04/02/2012
le sepolcru de Castellu sort de l'ombre
Ce 31 janvier, à Castellu di Rustinu,
peu avant la neige ...
Bien sûr, ce n'est pas encore la saison, mais ... un grand merci , Richard!
A l'occasion de la rédaction d'un article sur les sepolcri peints de la Semaine Sainte en Corse pour la belle revue "Art Sacrés", et reprenant contact avec les amis de Castellu di Rustinu pour éclairer ce sujet, j'ai eu le grand plaisir de voir sortir de sa cachette et monté, tant bien que mal, pour la première fois depuis environ 80 ans, le magnifique sepolcru peint de Castellu. Son état actuel - chassis vermoulu, toiles très fragilisées ... n'a pas permis de le dresser totalement comme il le devrait, les deux panneaux latéraux épousant normalement exactement la forme trapézoïdale du" plafond" de la Résurrexion. Mais tel que (merci, Richard!) cet ensemble parle comme jamais jusqu'ici je ne l'avais entendu: la colline du Golgotha faisant le lien entre les trois panneaux. Ce remontage , très éphémère (il ne peut rester ainsi dans l'église) signe la prise de conscience de la communauté de Castellu qu'elle possède ici un héritage précieux et rare de la dévotion de ses ancêtres, et qui aboutira, j'en suis certaine, à une restauration: la municipalité est impliquée dans la restauration de son patrimoine: outre celle de la chapelle san Tumasgiu et de ses fresques, qui devrait débuter très prochainement, il est prévu de continuer l'effort de restauration dans la très belle église paroissiale : l'ensemble des autels et de leurs toiles dans un temps relativement proche également ... Le sepolcru suivra, je n'en doute pas, dans la foulée, et ... espérons-le aussi, l'orgue de Saladini retrouvera sa voix ...
Quelques détails du sepolcru
le Jugement de Ponce Pilate en compagnie de Caïphe (reconnaissable à son vêtement jaune, signe distinctif longtemps imposé aux Juifs ...)
Jésus chargé de sa croix: le trou dans la toile a probablement, comme les autres du sepolcru, été fait par la flamme des bougies ...

__Consigne__. Veuillez transcrire fidèlement, dans le texte sur le sepolcru de Castellu, la partie qui commence par « Quelques détails du » et se termine par « des bougies ... ».

(Enregistrements d'annotation de détection)
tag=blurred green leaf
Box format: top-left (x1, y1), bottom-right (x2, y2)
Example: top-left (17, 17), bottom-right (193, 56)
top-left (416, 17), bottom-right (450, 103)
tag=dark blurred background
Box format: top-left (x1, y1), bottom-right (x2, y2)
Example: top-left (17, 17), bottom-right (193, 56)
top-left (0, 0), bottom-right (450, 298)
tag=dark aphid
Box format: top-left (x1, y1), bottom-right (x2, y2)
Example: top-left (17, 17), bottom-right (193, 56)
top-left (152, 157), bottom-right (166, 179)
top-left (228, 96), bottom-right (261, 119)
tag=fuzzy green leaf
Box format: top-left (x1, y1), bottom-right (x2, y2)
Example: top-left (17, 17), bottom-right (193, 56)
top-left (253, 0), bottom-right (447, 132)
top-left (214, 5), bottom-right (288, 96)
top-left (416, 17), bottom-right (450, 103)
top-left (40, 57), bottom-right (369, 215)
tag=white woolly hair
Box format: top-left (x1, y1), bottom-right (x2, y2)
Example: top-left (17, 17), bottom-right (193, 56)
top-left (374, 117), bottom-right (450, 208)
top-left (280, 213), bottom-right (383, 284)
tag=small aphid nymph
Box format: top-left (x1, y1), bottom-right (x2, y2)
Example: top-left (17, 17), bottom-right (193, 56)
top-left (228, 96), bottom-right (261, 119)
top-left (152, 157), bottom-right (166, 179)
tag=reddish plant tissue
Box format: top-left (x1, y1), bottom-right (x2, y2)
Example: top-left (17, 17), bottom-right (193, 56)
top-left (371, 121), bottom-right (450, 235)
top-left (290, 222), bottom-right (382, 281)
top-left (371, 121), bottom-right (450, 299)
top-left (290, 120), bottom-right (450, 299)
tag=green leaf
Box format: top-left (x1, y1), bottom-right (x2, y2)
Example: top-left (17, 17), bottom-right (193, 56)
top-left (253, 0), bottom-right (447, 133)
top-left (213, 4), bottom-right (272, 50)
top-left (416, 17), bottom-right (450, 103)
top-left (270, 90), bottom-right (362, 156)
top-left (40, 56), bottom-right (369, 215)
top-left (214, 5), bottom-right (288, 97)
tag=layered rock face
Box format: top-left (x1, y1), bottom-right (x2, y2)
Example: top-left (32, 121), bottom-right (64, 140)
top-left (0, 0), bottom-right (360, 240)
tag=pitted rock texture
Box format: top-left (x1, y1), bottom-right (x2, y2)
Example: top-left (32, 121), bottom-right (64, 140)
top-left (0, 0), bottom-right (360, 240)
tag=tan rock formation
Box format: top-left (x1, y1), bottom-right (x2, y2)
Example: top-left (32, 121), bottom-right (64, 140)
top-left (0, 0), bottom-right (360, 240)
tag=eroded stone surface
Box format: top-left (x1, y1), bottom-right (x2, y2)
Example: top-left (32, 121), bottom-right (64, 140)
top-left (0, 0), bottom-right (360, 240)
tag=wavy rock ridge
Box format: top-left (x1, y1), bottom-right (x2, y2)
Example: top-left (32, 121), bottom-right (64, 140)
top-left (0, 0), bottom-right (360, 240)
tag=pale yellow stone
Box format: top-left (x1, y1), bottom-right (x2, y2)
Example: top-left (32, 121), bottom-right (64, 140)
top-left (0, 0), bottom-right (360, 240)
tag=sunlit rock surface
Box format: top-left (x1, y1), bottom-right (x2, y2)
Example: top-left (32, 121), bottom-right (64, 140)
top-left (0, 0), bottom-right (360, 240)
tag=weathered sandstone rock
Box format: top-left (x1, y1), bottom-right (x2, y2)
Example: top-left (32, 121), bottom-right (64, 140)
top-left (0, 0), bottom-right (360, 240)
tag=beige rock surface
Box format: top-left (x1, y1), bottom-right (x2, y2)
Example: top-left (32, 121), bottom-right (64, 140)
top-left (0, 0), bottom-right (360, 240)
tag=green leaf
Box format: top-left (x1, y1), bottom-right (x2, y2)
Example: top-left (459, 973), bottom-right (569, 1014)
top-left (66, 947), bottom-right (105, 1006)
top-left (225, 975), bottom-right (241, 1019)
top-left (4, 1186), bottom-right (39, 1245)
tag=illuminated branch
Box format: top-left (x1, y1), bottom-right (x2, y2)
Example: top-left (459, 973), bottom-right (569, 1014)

__Réponse__.
Quelques détails du sepolcru
le Jugement de Ponce Pilate en compagnie de Caïphe (reconnaissable à son vêtement jaune, signe distinctif longtemps imposé aux Juifs ...)
Jésus chargé de sa croix: le trou dans la toile a probablement, comme les autres du sepolcru, été fait par la flamme des bougies ...